## AIM OF THE EXERCISE:
Every entry must be output exactly as it is written.

──────── INFORMATION PROVIDED ────────

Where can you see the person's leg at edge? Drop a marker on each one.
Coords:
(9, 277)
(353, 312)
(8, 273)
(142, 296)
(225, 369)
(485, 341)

────────

## SOLVED EXERCISE:
Where can you see the person's leg at edge? Drop a marker on each one.
Coords:
(9, 277)
(353, 312)
(8, 273)
(142, 296)
(225, 369)
(485, 341)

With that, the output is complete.